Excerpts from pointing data
++++++++++

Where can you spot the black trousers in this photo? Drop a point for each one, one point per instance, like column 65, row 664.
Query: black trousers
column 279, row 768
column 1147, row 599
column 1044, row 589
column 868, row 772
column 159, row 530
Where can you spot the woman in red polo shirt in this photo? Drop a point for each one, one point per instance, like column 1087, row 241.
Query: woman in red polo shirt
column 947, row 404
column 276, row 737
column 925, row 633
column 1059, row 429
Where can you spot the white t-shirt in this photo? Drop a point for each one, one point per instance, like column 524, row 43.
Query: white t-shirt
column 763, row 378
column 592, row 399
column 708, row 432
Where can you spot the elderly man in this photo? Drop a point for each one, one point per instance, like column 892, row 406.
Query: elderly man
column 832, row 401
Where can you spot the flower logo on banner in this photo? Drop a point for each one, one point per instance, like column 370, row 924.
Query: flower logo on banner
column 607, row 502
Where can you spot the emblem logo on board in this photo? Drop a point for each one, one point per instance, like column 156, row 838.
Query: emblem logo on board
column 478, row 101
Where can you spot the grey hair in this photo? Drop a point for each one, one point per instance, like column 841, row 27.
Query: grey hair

++++++++++

WORK TO DO: Quote every one of the records above word for word.

TASK ANSWER:
Where can you spot the black trousers in this photo? Drop a point for each one, one point per instance, like column 65, row 664.
Query: black trousers
column 279, row 768
column 1147, row 599
column 1044, row 589
column 868, row 772
column 159, row 530
Where can you spot the woman in red polo shirt in this photo? Drop a point for each one, one point per instance, like column 1087, row 241.
Query: woman in red polo shirt
column 947, row 404
column 276, row 737
column 925, row 633
column 1059, row 429
Where can you spot the white t-shirt in this photo? Drop a point for each one, one point per instance, like column 524, row 43.
Query: white t-shirt
column 763, row 378
column 592, row 399
column 708, row 432
Where can you spot the elderly man in this photo? Drop a point for each one, one point per instance, like column 892, row 406.
Query: elderly man
column 832, row 401
Where can you spot the flower logo on banner in this photo? Drop a point for each one, one point per instance, like column 370, row 924.
Query: flower logo on banner
column 607, row 502
Where can you spot the emblem logo on board in this photo? Drop a point for each one, one point per instance, like column 156, row 838.
Query: emblem logo on board
column 478, row 101
Where can you spot the grey hair in this photo? Drop a point for each one, one point per instance, like column 841, row 27.
Query: grey hair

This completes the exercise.